Given information: Begin

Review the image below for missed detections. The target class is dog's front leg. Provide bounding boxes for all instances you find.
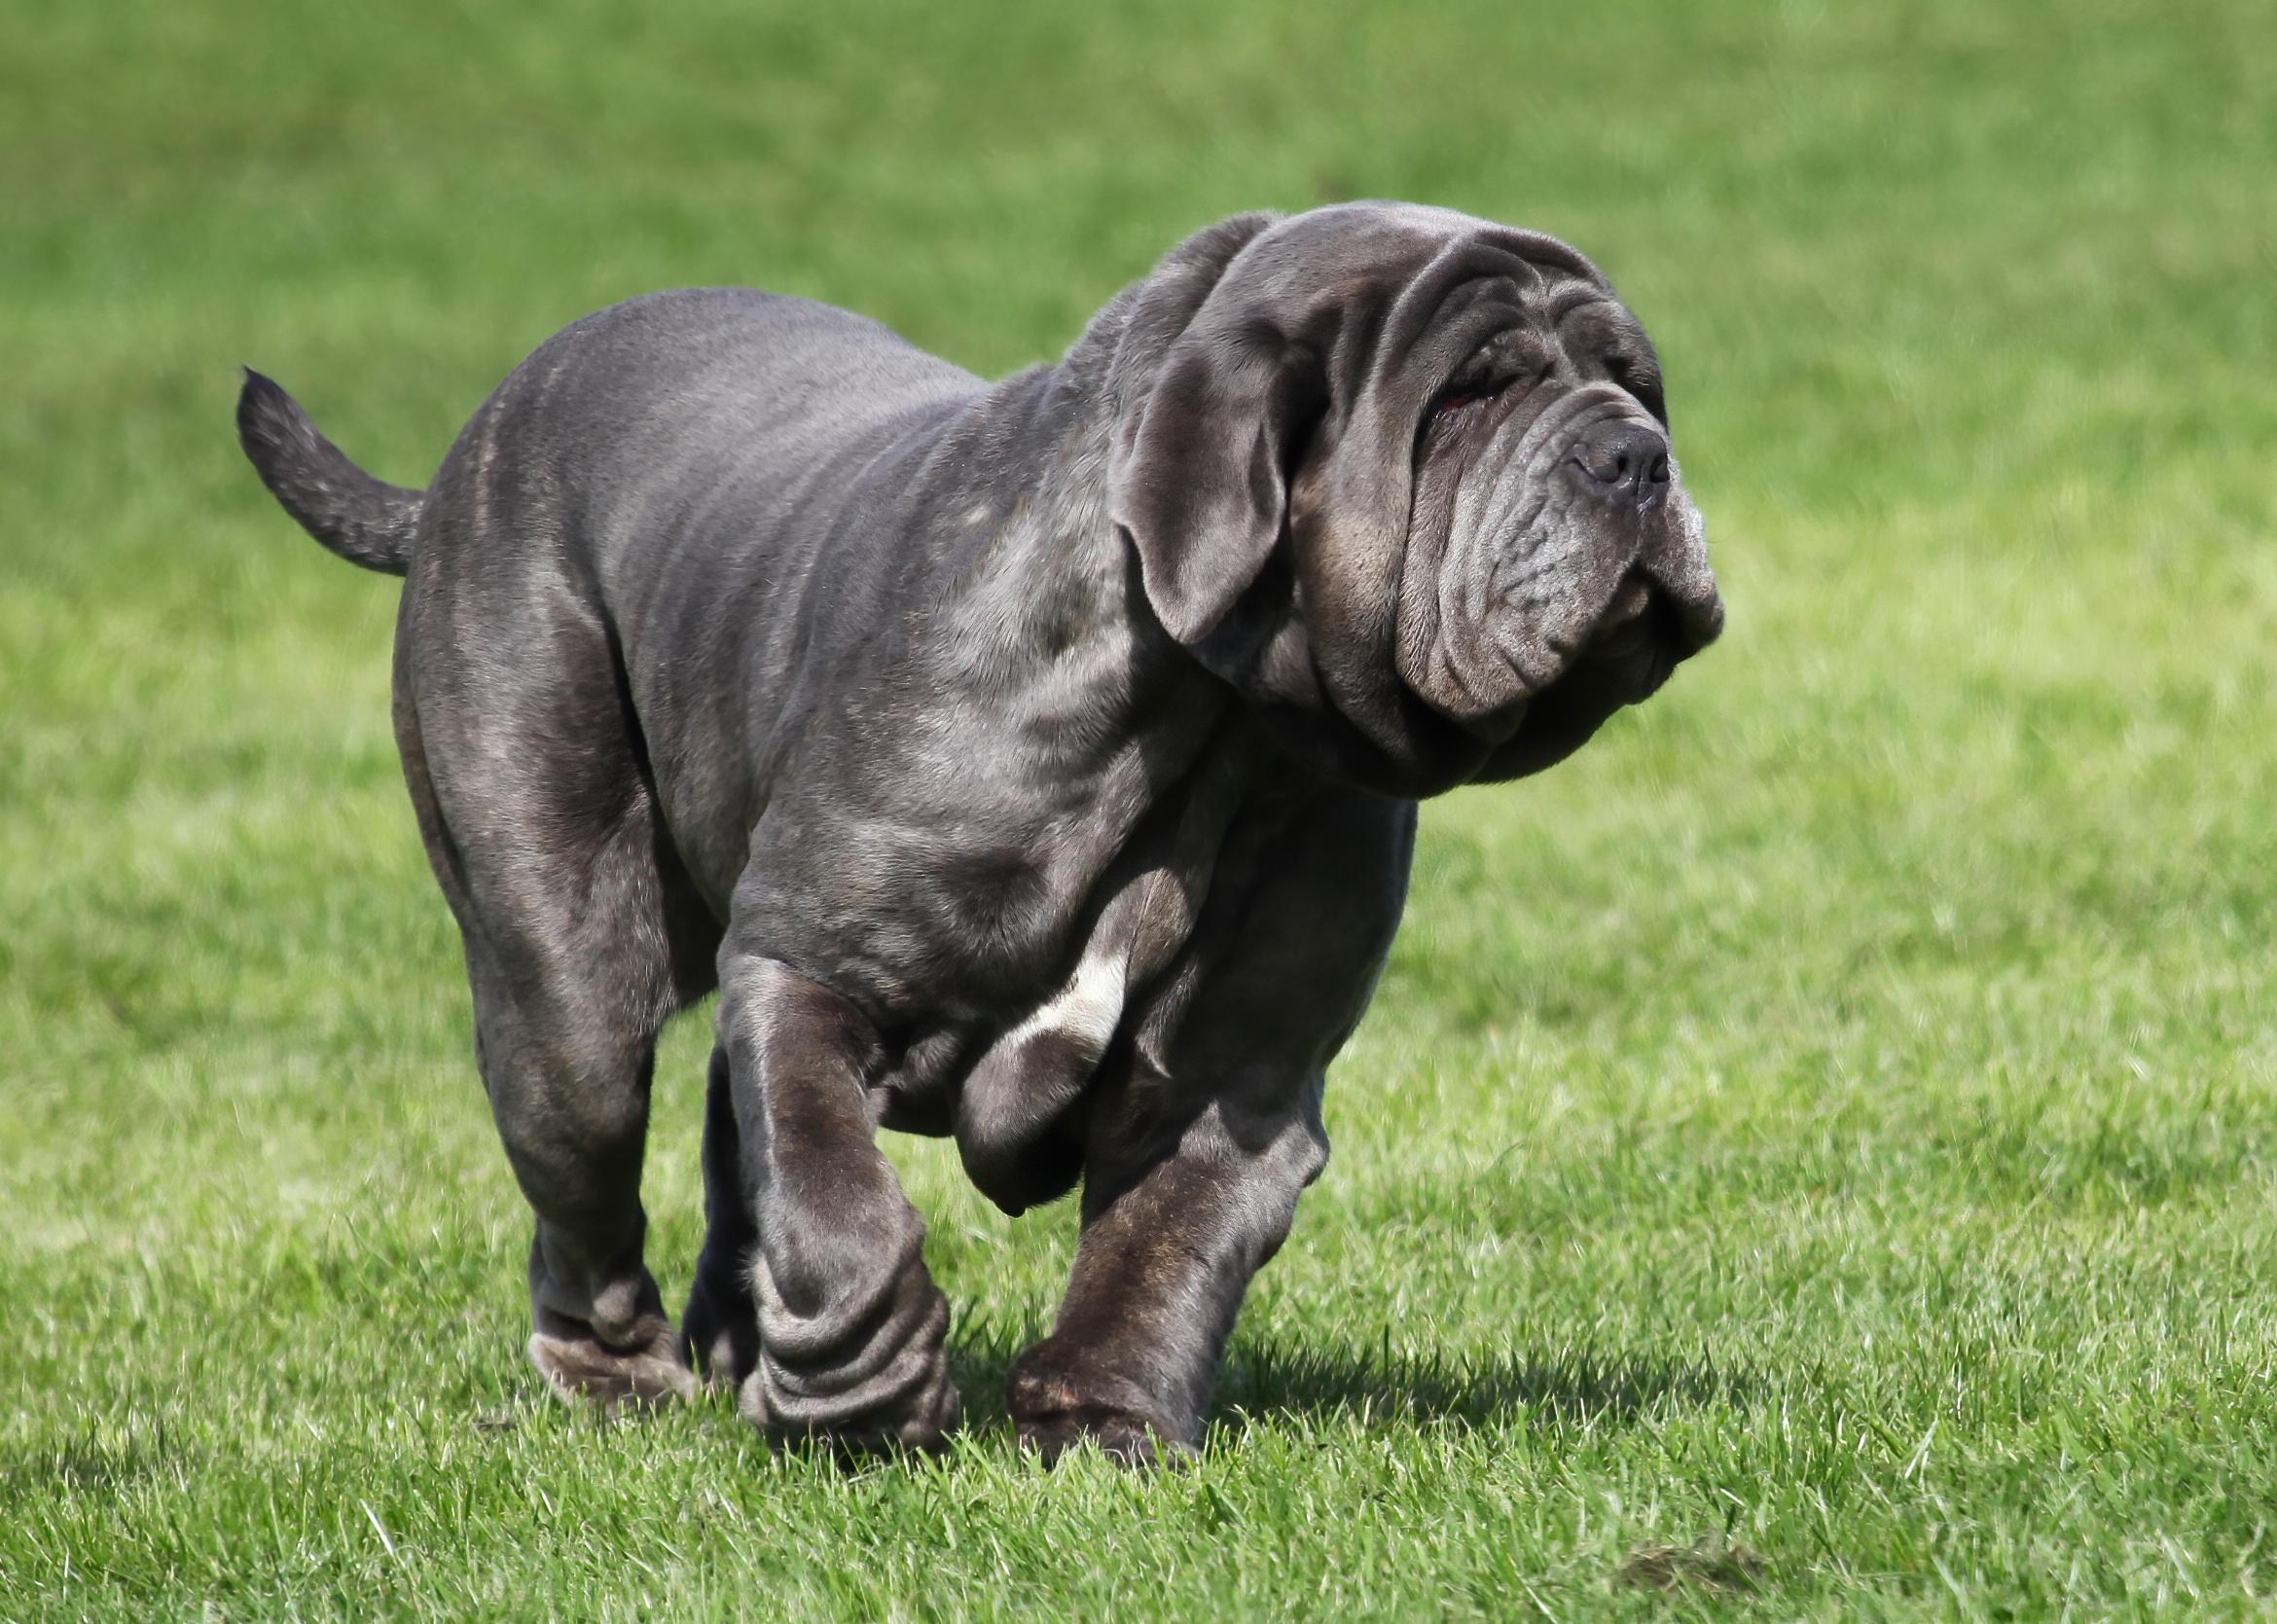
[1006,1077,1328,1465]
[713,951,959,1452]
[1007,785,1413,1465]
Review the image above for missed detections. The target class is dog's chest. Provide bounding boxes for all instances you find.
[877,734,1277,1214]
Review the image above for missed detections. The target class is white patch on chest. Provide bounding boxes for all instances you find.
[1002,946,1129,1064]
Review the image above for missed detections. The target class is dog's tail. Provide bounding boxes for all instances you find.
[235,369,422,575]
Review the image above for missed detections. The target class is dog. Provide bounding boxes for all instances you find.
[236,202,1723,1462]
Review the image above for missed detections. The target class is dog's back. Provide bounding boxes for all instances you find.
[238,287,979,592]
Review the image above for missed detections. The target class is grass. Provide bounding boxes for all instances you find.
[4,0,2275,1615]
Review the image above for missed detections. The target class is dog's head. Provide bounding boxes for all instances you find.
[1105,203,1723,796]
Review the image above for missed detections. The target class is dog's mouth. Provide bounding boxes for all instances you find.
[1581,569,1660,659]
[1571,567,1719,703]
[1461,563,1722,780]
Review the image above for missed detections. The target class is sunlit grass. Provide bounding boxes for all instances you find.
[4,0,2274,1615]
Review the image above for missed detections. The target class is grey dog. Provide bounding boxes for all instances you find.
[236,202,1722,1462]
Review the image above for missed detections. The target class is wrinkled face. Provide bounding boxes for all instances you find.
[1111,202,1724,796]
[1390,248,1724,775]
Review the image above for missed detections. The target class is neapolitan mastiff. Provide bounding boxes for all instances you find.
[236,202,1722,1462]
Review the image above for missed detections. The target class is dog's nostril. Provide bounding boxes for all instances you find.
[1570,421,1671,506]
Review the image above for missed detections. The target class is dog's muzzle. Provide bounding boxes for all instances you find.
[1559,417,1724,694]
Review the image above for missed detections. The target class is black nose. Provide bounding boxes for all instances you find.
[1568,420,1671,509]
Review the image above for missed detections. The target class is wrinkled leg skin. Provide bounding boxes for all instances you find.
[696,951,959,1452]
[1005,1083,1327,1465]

Given information: End

Description of the task -
Nothing but the pictures may be dropped as you repeat the listing above exactly.

Expected output -
Review the image below for missed detections. The target class is dog's front leg. Provide bounding boxes for all instances you find.
[1006,1077,1328,1465]
[713,951,959,1452]
[1007,785,1413,1465]
Review the image above for missed detections. The target class is dog's chest. Provide bounding boxes for all instances you find.
[877,734,1277,1214]
Review the image above for missed detections. The target class is white patch on chest. Provide bounding boxes for all instances you find.
[1002,946,1129,1064]
Review the image above for missed detections. The target class is dog's tail. Provide bounding boxes for all instances you find.
[235,369,422,575]
Review the image above for missed detections. The target class is dog. Provide bounding boxes for all instances you find.
[236,202,1723,1462]
Review the image above for missed detections. The target class is dog's back. Provide bounding boxes for all instances you find.
[238,287,979,592]
Review the image above for missed detections. The target class is grass. Provide bounding boxes for all instances you find.
[4,0,2275,1615]
Review the image above for missed detections. The target class is dog's head. Provide bounding boxes for all instances you find.
[1105,203,1723,796]
Review the image above for missed detections. The target class is dog's mouth. Provide bounding boxes for all instances you find.
[1581,569,1660,659]
[1571,567,1719,703]
[1461,563,1722,780]
Review the image above for missed detections. The target class is sunlit grass. Provide bounding boxes for all instances you find.
[4,0,2274,1615]
Review the image above for missed detections. The target class is grey dog. Provide bounding boxes for all instances you find.
[236,202,1722,1462]
Review the image above for missed detections. The target class is wrinkled face. Provide bounding boxes for all instances you find.
[1111,202,1724,796]
[1390,248,1724,775]
Review the image above for missed detections. The target class is neapolitan mastiff. Provide bounding boxes for all instances you find.
[236,202,1722,1462]
Review the image above for missed detections. The target class is dog's nostril. Provide bounding boxes for all instances you find.
[1570,421,1671,506]
Review the image above for missed detections. The target class is dog's muzzle. Provide bounding boxes for all instances you find.
[1559,417,1724,694]
Review the image above for missed detections. The target class is black nose. Provide bounding boxes for all instances you find.
[1568,420,1671,509]
Review the image above for missed detections. The target class is wrinkled leg skin. Provide bounding boxes for all instances you find.
[696,951,959,1452]
[1005,1083,1327,1465]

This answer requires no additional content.